* DOCUMENT TEXT:

↓

1. Field of the Invention
This invention generally relates to electrochemical cells and, more particularly, to a reactive separator to prevent the formation of metal dendrites in metal-ion batteries.
2. Description of the Related Art
Lithium-ion batteries (LIBs) are widely used in a vast number of applications such as power sources for electronic devices, electric vehicles, and energy storage devices for wind and solar power. However, one of the major safety issues for LIBs is lithium plating and dendrite formation during the charge process. Although graphite is used as a non-lithium-metal anode in state-of-the-art LIBs, lithium plating can still occur when the battery is subjected to abuse such as fast-charging, low-temperature environments, and overcharging.
Lithium plating results in the formation of lithium dendrites that penetrate through the porous separator and short the battery. Serious consequences such as fire and explosions can be caused by such lithium dendrite formation and growth. Dendrite formation is worse when a lithium metal anode is used in the battery. However, the substitution of lithium metal for graphite is desirable in light of the resulting increase in energy density of LIBs and in the development of batteries beyond LIBs, such as lithium-sulfur and lithium-air batteries.
Other alkali and alkaline earth metal-ion batteries, especially the rechargeable sodium-ion battery (SIB), have attracted a lot of research attention because of their low-cost and comparable energy density as compared to LIBs. Unlike LIBs, graphite is incapable of sodium accommodation in a sodium battery. Hard carbon is considered to be the most likely non-sodium-metal anode for SIBS in the foreseeable future. However, the potential for sodium intercalation into hard carbon is mainly below 100 millivolts (mV) and the sodium diffusion is slow between different sites in a hard carbon anode. These characteristics lead to the hazard of sodium dendrites when hard carbon is used in a SIB. Since the ionic radius becomes larger and larger in the elements of lithium to sodium, potassium, and cesium, and since few non-metal anodes have been reported for these metal-ion batteries, it is reasonable to conclude that the dendrite issue will remain as a major obstacle in the development of novel rechargeable metal-ion batteries.

↑

* EXERCISES:
(a) According to the text on dendrite formation in metal-ion batteries, which anode is considered the most likely non-sodium-metal anode for sodium-ion batteries in the foreseeable future?
(b) List the elements that the text on dendrite formation in metal-ion batteries names in its sequence of increasing ionic radius.
(c) Resume the text on dendrite formation in metal-ion batteries, starting after its last sentence.

* THE DATA:
↓

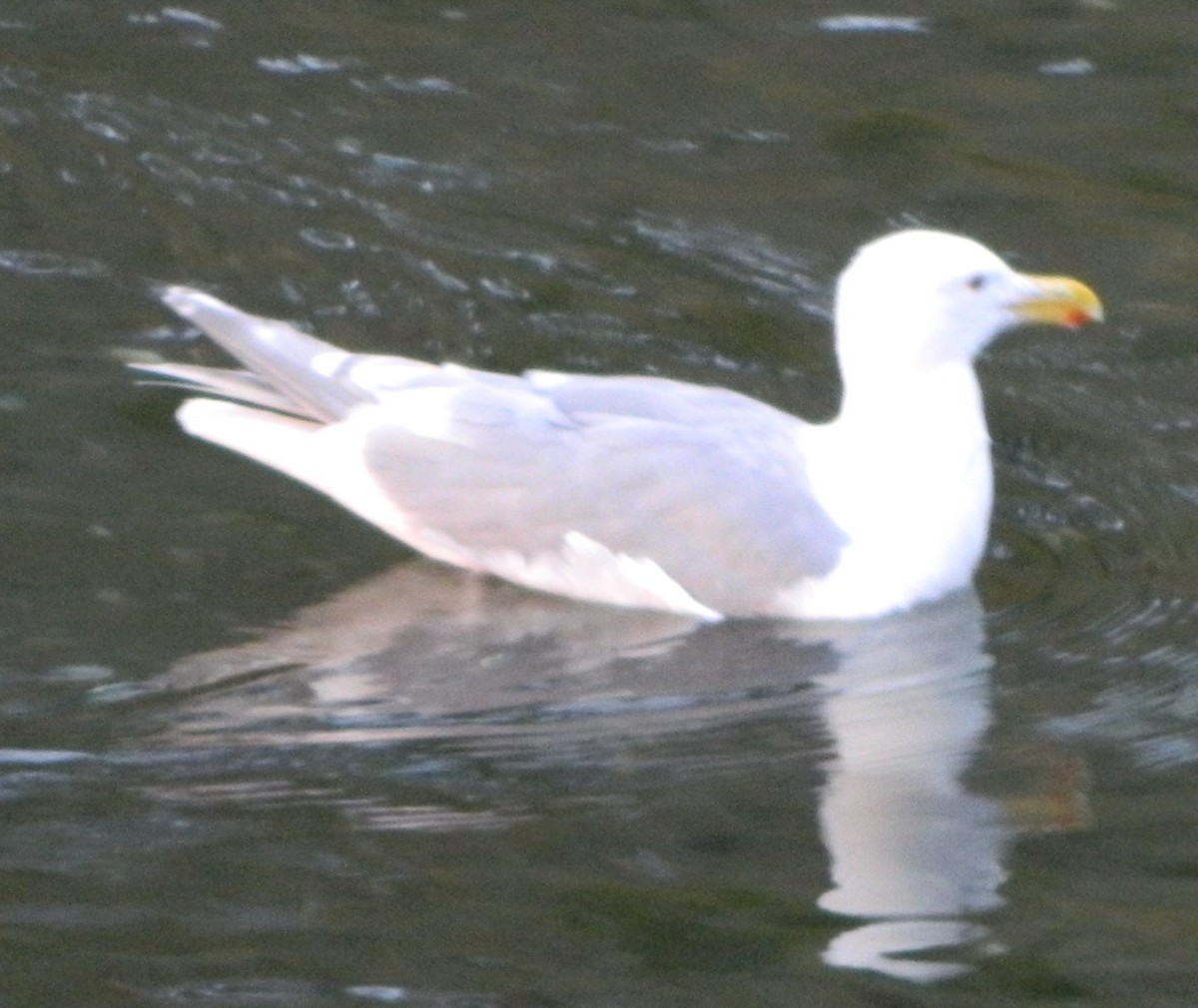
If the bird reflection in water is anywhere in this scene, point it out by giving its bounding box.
[124,562,1087,982]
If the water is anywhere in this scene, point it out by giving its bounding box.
[0,0,1198,1008]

↑

* RESPONSES BY ITEM NUMBER:
(a) Hard carbon.

(b) Lithium, sodium, potassium, and cesium.

(c)
In order to prevent metal dendrite growth/penetration, several strategies have been developed in the past decades. Electrolyte additives are proven to be helpful to form a uniform solid electrolyte interface (SEI) layer on the anode surface, which is beneficial both to suppressing electrolyte decomposition and dendrite growth, but no reported additive can eliminate dendrite growth completely. A dense solid state electrolyte membrane, which can be either ceramic or polymer, is considered to be the most efficient dendrite penetration blocker, but the low conductivity and high fabrication cost of these membranes prevent their large-scale application. Gel-like polymer electrolytes without inorganic fillers have also demonstrated the ability to block dendrite growth at certain level, but the instability of these electrolytes at the anode electrode surface and the unstable structure of the gel-electrolyte remain as unsolved problems for practical applications.
It would be advantageous if a structure existed that would react with lithium, sodium, or any other alkali and alkaline (earth) metal dendrite and therefore protect a battery from an internal short circuit, enabling a battery to achieve ultra-long cycle life with improved safety.